┌─ DATASET

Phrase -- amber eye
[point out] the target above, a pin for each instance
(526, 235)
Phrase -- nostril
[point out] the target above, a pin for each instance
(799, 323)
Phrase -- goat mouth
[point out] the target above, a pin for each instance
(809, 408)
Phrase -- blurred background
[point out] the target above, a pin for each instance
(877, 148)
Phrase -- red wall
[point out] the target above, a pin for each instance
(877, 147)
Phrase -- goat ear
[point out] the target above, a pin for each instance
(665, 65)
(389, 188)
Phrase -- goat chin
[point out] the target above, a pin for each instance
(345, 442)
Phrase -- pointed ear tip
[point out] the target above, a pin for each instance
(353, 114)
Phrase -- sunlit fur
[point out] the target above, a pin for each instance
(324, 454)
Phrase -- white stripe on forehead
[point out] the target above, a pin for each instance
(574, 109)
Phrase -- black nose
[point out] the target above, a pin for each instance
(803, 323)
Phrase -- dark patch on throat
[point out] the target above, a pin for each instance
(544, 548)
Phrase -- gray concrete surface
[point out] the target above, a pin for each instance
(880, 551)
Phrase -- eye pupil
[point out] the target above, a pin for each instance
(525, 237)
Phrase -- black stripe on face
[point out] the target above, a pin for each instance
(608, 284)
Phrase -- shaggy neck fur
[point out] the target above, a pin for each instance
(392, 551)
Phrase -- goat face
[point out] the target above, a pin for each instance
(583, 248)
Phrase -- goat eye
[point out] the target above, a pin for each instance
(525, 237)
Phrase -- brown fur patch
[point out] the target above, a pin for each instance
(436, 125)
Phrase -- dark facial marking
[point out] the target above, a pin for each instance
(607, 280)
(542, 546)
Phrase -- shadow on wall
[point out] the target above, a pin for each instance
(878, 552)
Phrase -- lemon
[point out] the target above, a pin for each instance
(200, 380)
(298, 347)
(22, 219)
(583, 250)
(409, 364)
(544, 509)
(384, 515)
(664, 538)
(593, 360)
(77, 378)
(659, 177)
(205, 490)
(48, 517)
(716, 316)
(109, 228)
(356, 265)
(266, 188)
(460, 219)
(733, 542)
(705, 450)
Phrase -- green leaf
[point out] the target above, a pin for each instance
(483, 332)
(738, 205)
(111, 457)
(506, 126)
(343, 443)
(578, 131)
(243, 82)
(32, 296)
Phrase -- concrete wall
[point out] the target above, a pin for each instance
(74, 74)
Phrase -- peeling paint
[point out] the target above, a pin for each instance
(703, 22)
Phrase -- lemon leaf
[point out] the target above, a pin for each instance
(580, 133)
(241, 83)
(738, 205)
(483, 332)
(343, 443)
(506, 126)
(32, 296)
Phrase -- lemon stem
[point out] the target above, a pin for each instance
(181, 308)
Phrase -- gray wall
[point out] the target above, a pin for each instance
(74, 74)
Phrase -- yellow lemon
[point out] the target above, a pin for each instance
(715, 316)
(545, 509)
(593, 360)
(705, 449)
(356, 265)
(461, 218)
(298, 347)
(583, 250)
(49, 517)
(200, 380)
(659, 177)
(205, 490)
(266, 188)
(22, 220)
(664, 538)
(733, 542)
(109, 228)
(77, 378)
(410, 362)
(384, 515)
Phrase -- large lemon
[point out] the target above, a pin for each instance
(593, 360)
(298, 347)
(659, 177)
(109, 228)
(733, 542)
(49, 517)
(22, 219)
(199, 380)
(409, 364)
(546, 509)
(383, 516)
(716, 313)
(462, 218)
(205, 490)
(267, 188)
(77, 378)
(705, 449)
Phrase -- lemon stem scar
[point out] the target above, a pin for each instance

└─

GOAL
Copy the material above verbatim.

OUTPUT BELOW
Phrase -- amber eye
[point out] the target above, a pin for each instance
(526, 235)
Phrase -- nostril
[point out] the target above, a pin for each instance
(799, 323)
Phrase -- goat mouth
[point out] the target above, a pin for each instance
(809, 408)
Phrase -- blurred background
[point out] the target above, a pin for each instance
(877, 148)
Phrase -- red wall
[point out] the target above, a pin for each instance
(877, 147)
Phrase -- goat ear
[point out] the target above, a pin for each instance
(665, 65)
(389, 188)
Phrase -- goat chin
[point out] the target above, a pin for each instance
(345, 442)
Phrase -- pointed ear tip
[point out] the target above, a pin for each instance
(353, 114)
Phrase -- sunlit fur
[point out] the target above, a pin for each instance
(324, 454)
Phrase -- white stripe on forehead
[point out] the target above, a pin for each instance
(574, 109)
Phrase -- black nose
[point out] the target above, a pin for each instance
(803, 323)
Phrase -- dark patch on throat
[point out] the target above, a pin for each instance
(544, 548)
Phrase -- gray concrete surface
[point out] the target above, a pin for each instance
(880, 551)
Phrase -- eye pupil
[point out] the target above, a pin for each instance
(525, 237)
Phrase -- black stripe on face
[point out] the target above, a pin for each instance
(608, 284)
Phrase -- shaggy neck fur
[point out] the target above, a pin for each instance
(392, 551)
Phrase -- goat face
[point out] the target above, a pin for each instance
(583, 248)
Phrase -- goat eye
[point out] the target above, a pin for each instance
(525, 237)
Phrase -- brown fur patch
[point out] the target above, a pin for each instance
(436, 125)
Phrase -- dark facial marking
[point out] the target above, a pin for each instance
(607, 280)
(542, 546)
Phrase -- shadow on wall
[point out] the target above, a pin for each instance
(878, 552)
Phrase -- lemon
[point out] the target above, a pin for each instance
(200, 380)
(298, 347)
(22, 219)
(583, 250)
(409, 364)
(544, 509)
(384, 515)
(664, 538)
(593, 360)
(77, 378)
(659, 177)
(205, 490)
(48, 517)
(716, 316)
(109, 228)
(356, 265)
(266, 188)
(460, 219)
(733, 542)
(705, 450)
Phrase -- green leaf
[point out] the target above, a pin for each instance
(483, 332)
(738, 205)
(111, 457)
(506, 126)
(343, 443)
(578, 131)
(243, 82)
(32, 296)
Phrase -- concrete wall
[point out] the target above, a pin for each instance
(74, 74)
Phrase -- peeling paint
[point out] the target above, a pin for each instance
(703, 22)
Phrase -- lemon leaf
[point out] the target above, a pin for each instance
(580, 133)
(241, 83)
(738, 205)
(483, 332)
(343, 443)
(506, 126)
(32, 296)
Phrase -- lemon stem
[point out] the target above, a pin for each instance
(181, 308)
Phrase -- gray wall
[point out] the target above, a pin for each instance
(74, 74)
Phrase -- yellow lemon
[point out] the target above, a pin for each instance
(715, 316)
(545, 509)
(593, 360)
(705, 449)
(356, 265)
(461, 218)
(298, 347)
(583, 250)
(49, 517)
(200, 380)
(659, 177)
(205, 490)
(266, 188)
(22, 220)
(664, 538)
(733, 542)
(109, 228)
(77, 378)
(410, 362)
(384, 515)
Phrase -- large lemon
[point out] the target above, a pin for each instance
(593, 360)
(298, 347)
(659, 177)
(109, 228)
(733, 542)
(49, 517)
(22, 219)
(199, 380)
(409, 364)
(546, 509)
(383, 516)
(716, 313)
(462, 218)
(205, 490)
(267, 188)
(77, 378)
(705, 449)
Phrase -- lemon stem scar
[point out] the target above, a pin for each instance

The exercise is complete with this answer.